▸ **What to work on**
#1 Decide whether each statement agrees with the text about printed artificial neurons, answering yes or no and quoting the deciding words: (a) The artificial neuron and synapse were both made from printed organic electrochemical transistors. (b) A fly had to enter the Venus flytrap for its leaves to shut. (c) The electric pulse used on the plant was more than 0.6 V.
#2 Repeat word for word the part of the text about printed artificial neurons that runs from "To demonstrate an" up to and including "leaves to close.".

▸ **Extracted text**
————————

Researchers have used printed transistors to emulate the neurons and synapses of the biological system for artificial organic neuron

In 2018, researchers at the Linköping University developed complementary and printable organic electrochemical circuits having both n-type and p-type polymers, which conducted negative and positive charges. This made it possible to build printed complementary organic electrochemical transistors. Since then, the group has subsequently optimised the organic transistors for manufacturing in printing presses on thin plastic foil. Thousands of transistors can be printed on a single plastic substrate.
Now, these researchers together with those in Lund and Gothenburg have used the printed transistors to emulate the neurons and synapses of the biological system.
“For the first time, we’re using the transistor’s ability to switch based on ion concentration to modulate the spiking frequency”, says Padinhare Cholakkal Harikesh, post-doctoral researcher at the Laboratory of Organic Electronics, Linköping University.
The spiking frequency gives the signal that causes the biological system to react.
To demonstrate an artificial organic neuron, a nerve cell was integrated with a living plant and an artificial organic synapse. Both the neuron and the synapse were made from printed organic electrochemical transistors.
On connecting to the carnivorous Venus flytrap, the electrical pulses from the artificial nerve cell resulted in the plant’s leaves shutting – even though no-fly entered the trap. Organic semiconductors can conduct both electrons and ions, thus helping mimic the ion-based mechanism of pulse (action potential) generation in plants. In this case, the small electric pulse of less than 0.6 V can induce action potentials in the plant, which in turn causes the leaves to close.
“We chose the Venus flytrap so we could clearly show how we can steer the biological system with the artificial organic system and get them to communicate in the same language”, says Simone Fabiano, associate professor and principal investigator in organic nanoelectronics at the Laboratory of Organic Electronics, Linköping University, Campus Norrköping.
Organic semiconductors have numerous advantages – they’re biocompatible, biodegradable, soft and formable. They only require low voltage to operate, which is completely harmless to both plants and vertebrates. On that note, ion-based neurons can be connected to biological systems.
“We’ve also shown that the connection between the neuron and the synapse has a learning behaviour, called Hebbian learning. Information is stored in the synapse, which makes the signalling more and more effective”, says Simone Fabiano.
The hope is that artificial nerve cells can be used for sensitive human prostheses, implantable systems for relieving neurological diseases, and soft intelligent robotics.

————————

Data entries
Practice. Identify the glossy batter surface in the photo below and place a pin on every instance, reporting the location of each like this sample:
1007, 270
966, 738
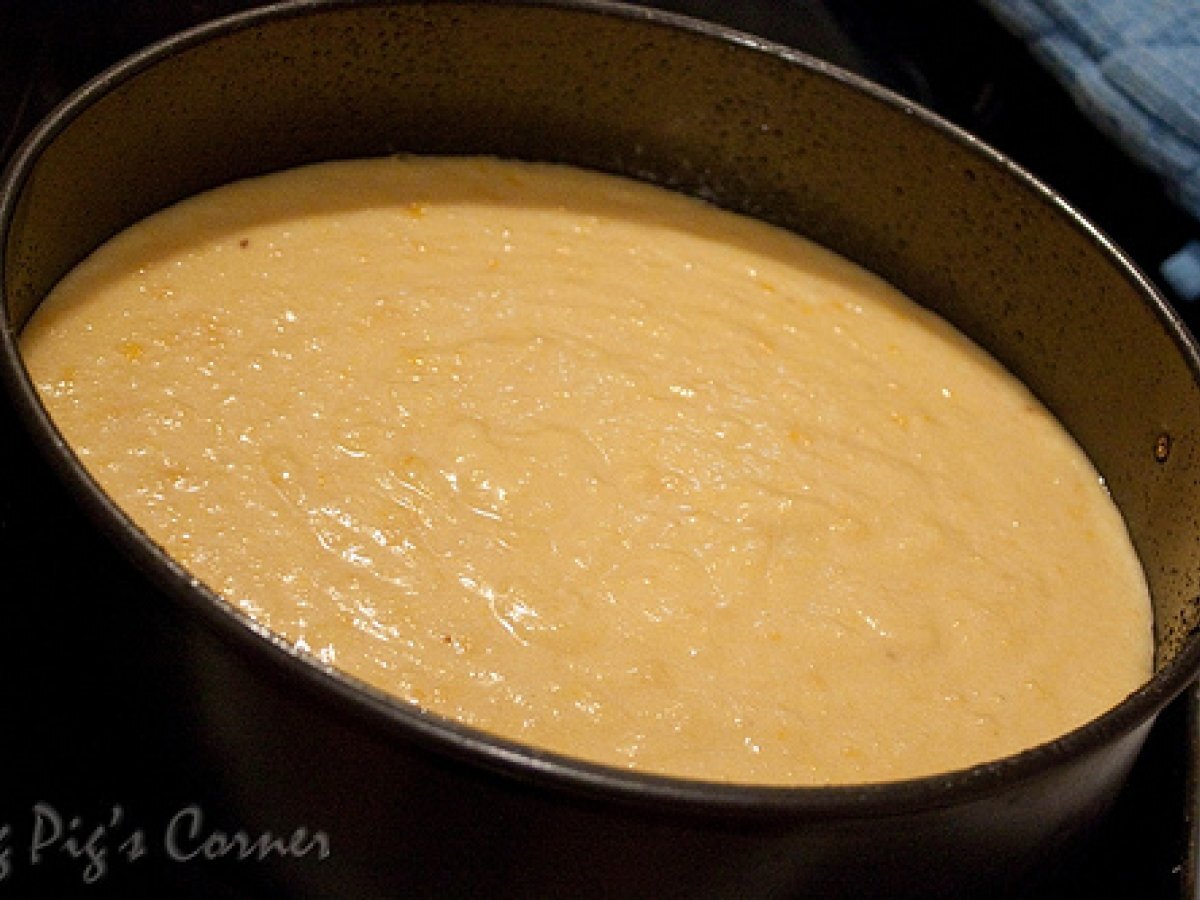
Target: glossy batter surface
599, 468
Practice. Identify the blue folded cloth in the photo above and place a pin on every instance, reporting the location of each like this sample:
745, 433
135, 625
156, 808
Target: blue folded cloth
1133, 66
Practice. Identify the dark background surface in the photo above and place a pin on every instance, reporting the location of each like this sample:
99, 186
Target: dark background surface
82, 735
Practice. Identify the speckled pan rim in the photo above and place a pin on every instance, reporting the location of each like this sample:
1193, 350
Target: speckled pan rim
449, 739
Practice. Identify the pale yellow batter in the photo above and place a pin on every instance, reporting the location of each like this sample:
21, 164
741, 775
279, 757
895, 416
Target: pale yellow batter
599, 468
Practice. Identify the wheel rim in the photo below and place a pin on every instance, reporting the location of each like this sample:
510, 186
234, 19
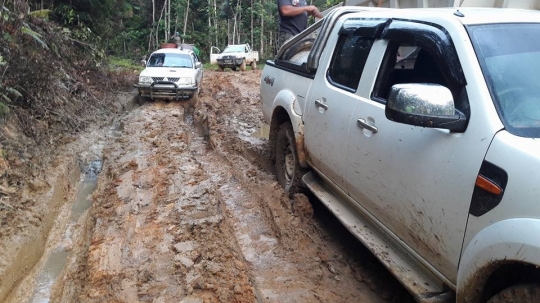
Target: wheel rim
289, 164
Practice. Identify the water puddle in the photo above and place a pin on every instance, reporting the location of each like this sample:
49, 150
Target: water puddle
58, 257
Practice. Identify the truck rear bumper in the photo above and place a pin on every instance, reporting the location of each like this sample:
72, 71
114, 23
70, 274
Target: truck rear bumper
166, 90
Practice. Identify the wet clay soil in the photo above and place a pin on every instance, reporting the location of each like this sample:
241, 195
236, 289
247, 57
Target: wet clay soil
187, 209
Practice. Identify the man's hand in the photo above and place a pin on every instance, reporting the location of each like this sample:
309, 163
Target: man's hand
313, 11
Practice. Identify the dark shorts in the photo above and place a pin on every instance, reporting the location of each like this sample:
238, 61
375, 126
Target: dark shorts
283, 36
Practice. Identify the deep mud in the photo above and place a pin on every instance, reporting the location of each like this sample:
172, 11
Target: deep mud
186, 209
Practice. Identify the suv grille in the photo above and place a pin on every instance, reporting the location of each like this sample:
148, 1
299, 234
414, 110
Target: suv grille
166, 79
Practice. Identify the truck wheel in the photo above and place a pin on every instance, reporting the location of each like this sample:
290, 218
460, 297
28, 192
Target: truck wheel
522, 293
194, 99
288, 171
141, 100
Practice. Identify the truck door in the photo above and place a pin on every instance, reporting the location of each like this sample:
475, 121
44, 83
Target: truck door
331, 103
416, 181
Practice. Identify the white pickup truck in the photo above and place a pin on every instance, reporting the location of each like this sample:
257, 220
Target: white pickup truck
234, 56
419, 129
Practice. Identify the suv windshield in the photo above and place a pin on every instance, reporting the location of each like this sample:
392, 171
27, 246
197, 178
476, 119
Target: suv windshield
170, 60
234, 49
508, 55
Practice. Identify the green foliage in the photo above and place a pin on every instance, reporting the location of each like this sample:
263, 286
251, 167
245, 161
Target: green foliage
42, 14
37, 37
124, 63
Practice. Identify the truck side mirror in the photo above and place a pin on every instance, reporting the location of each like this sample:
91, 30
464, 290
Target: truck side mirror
426, 105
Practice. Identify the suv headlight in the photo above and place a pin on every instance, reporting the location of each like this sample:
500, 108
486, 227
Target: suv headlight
144, 79
185, 80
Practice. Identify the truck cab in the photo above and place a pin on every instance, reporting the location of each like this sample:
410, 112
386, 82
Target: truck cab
416, 128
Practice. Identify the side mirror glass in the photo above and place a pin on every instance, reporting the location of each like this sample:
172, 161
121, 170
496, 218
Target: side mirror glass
422, 99
424, 104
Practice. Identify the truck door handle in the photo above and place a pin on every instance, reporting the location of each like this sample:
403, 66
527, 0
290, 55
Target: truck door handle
319, 103
363, 124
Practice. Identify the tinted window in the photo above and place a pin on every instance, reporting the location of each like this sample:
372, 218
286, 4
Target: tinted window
170, 60
348, 61
508, 55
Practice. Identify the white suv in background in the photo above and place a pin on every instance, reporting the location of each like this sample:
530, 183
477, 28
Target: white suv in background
172, 74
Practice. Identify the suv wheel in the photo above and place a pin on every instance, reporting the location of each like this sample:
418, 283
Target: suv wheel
522, 293
288, 171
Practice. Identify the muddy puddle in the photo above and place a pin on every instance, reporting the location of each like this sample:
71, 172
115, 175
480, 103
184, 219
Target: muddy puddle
179, 204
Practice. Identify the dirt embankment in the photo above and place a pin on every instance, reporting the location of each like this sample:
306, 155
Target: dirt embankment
186, 209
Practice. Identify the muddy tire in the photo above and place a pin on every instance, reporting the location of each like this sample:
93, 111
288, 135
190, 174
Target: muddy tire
288, 171
521, 293
194, 99
141, 100
243, 65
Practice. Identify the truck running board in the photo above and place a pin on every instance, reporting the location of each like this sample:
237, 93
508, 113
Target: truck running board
416, 277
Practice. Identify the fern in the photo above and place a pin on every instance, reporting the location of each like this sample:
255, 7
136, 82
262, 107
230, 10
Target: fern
42, 13
35, 35
4, 110
13, 92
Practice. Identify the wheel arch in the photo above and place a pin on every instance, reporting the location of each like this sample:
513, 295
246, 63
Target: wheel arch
280, 115
503, 254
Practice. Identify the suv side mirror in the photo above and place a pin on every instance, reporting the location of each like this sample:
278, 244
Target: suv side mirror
424, 104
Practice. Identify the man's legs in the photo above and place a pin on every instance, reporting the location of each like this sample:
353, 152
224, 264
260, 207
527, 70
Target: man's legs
283, 36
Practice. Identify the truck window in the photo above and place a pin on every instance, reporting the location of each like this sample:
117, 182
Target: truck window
348, 61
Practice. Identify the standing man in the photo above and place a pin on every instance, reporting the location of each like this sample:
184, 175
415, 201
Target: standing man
293, 16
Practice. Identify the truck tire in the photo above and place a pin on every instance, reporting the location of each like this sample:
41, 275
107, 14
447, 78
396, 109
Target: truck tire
194, 99
141, 100
243, 65
520, 293
288, 171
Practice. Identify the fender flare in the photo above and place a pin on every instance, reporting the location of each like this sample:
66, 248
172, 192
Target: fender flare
508, 241
287, 100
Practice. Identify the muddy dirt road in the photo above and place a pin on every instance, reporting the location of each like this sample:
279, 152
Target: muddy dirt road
173, 203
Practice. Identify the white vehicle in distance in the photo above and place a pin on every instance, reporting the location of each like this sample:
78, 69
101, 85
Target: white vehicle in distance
171, 74
234, 56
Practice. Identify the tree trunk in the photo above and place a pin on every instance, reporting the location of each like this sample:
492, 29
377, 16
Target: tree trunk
261, 47
252, 25
185, 21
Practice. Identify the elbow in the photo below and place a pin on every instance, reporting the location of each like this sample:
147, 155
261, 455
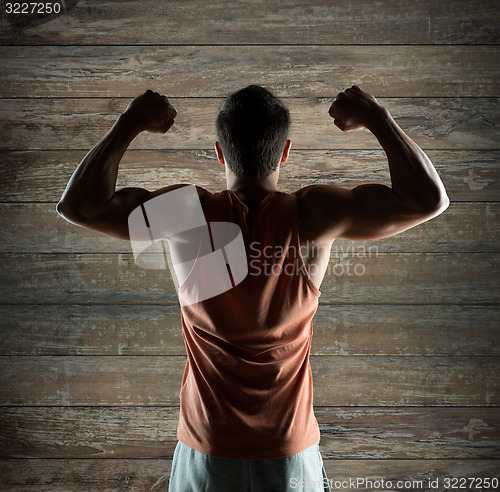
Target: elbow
436, 206
68, 212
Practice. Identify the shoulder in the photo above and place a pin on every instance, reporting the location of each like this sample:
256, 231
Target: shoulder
322, 211
201, 192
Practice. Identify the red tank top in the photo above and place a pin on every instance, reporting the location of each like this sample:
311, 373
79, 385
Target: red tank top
247, 387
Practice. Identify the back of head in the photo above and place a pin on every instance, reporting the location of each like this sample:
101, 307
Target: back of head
252, 128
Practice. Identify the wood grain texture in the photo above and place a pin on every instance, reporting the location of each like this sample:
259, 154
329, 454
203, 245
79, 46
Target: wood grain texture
386, 278
34, 176
434, 123
435, 330
155, 381
260, 22
465, 227
68, 475
346, 433
214, 71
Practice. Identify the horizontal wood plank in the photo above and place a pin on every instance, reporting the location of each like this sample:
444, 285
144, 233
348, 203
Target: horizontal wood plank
228, 22
214, 71
68, 475
65, 124
369, 277
156, 381
32, 176
346, 433
438, 330
467, 227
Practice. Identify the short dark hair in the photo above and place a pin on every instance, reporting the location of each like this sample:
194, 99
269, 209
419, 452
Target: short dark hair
252, 128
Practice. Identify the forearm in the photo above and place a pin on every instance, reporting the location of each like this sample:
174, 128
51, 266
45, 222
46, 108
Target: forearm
413, 176
94, 181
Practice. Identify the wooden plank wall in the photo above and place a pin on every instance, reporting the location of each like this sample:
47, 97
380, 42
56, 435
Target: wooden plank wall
406, 354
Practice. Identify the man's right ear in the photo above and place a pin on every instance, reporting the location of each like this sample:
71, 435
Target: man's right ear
220, 155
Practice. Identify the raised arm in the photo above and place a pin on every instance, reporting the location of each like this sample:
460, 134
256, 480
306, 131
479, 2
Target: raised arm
374, 211
90, 199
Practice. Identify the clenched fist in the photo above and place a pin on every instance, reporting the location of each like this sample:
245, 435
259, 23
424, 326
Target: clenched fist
354, 109
151, 112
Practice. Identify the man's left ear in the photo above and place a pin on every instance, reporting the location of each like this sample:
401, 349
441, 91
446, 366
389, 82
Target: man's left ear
286, 151
220, 155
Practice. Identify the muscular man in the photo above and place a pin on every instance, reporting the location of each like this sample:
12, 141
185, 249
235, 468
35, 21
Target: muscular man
246, 419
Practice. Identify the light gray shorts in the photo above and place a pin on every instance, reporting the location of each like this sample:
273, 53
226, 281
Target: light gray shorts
193, 471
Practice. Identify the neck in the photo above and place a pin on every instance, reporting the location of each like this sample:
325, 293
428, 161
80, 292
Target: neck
251, 190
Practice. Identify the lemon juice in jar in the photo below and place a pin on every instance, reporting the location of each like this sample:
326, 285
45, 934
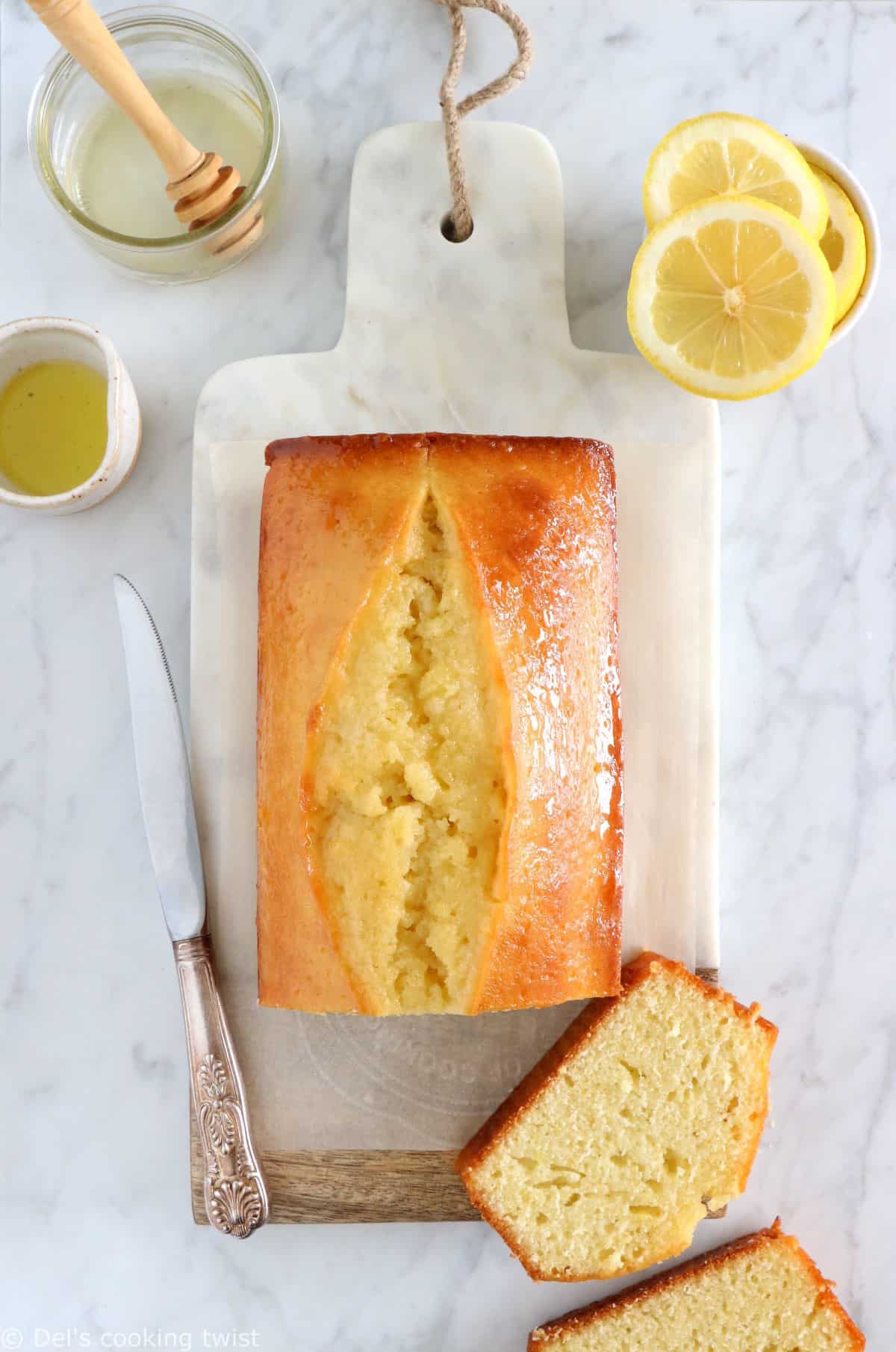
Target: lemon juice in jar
115, 178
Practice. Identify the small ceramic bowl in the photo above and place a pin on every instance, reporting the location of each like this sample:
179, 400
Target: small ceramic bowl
28, 341
862, 203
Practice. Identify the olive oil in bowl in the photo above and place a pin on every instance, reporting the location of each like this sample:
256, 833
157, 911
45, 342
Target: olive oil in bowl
53, 427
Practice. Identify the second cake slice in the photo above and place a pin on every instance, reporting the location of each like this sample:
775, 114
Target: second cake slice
644, 1117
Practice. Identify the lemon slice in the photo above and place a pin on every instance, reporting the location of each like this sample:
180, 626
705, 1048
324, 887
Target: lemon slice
725, 153
732, 298
842, 244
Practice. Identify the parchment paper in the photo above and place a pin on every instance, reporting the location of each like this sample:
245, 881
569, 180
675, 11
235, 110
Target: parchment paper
441, 340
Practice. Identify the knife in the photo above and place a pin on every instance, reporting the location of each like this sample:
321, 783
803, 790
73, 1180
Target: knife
233, 1185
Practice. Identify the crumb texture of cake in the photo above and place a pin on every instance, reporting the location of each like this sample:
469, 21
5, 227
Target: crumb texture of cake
760, 1294
407, 783
440, 739
645, 1116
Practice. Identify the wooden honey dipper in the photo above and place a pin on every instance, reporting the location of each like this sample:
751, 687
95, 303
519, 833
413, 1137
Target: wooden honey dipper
199, 184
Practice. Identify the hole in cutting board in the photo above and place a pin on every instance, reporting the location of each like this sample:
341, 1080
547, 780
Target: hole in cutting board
448, 230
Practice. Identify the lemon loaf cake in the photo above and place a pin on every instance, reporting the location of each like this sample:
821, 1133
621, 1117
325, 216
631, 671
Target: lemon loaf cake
760, 1294
642, 1118
440, 749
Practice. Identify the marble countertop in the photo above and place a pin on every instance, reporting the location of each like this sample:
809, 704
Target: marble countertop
100, 1245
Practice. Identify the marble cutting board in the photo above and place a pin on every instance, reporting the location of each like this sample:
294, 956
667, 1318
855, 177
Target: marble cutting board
360, 1118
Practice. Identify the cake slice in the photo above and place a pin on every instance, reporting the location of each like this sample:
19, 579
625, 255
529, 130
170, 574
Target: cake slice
644, 1117
760, 1294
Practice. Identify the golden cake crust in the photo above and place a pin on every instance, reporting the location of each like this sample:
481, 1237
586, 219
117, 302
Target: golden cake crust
541, 1339
535, 522
550, 1067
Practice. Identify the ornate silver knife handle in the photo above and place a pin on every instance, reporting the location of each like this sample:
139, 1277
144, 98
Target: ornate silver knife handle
234, 1186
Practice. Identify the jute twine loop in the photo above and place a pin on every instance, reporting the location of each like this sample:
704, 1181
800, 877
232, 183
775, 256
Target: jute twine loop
461, 220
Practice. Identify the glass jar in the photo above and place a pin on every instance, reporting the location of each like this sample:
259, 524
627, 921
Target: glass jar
163, 43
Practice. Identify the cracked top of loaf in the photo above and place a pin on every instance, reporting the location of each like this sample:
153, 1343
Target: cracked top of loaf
440, 745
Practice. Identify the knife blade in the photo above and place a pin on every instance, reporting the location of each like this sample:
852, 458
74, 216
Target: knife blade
234, 1188
163, 768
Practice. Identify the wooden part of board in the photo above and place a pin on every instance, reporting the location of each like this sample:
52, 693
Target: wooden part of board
335, 1188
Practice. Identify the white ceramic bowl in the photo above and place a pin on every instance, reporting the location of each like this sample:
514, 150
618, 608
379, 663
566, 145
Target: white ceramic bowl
28, 341
862, 203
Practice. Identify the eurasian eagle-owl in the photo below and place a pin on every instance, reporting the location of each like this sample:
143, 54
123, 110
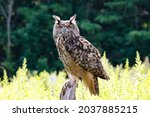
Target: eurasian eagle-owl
80, 58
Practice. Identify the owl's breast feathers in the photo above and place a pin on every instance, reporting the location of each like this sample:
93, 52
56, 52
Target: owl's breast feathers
85, 55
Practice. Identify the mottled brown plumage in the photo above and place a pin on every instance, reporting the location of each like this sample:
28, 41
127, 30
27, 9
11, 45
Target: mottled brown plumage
80, 58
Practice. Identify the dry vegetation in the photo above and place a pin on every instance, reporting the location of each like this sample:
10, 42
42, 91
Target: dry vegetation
125, 84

————————

▸ **Results for the exercise**
#1
(a) Yes: "Both the neuron and the synapse were made from printed organic electrochemical transistors."
(b) No: "the electrical pulses from the artificial nerve cell resulted in the plant’s leaves shutting – even though no-fly entered the trap."
(c) No: "the small electric pulse of less than 0.6 V can induce action potentials in the plant"

#2
To demonstrate an artificial organic neuron, a nerve cell was integrated with a living plant and an artificial organic synapse. Both the neuron and the synapse were made from printed organic electrochemical transistors.
On connecting to the carnivorous Venus flytrap, the electrical pulses from the artificial nerve cell resulted in the plant’s leaves shutting – even though no-fly entered the trap. Organic semiconductors can conduct both electrons and ions, thus helping mimic the ion-based mechanism of pulse (action potential) generation in plants. In this case, the small electric pulse of less than 0.6 V can induce action potentials in the plant, which in turn causes the leaves to close.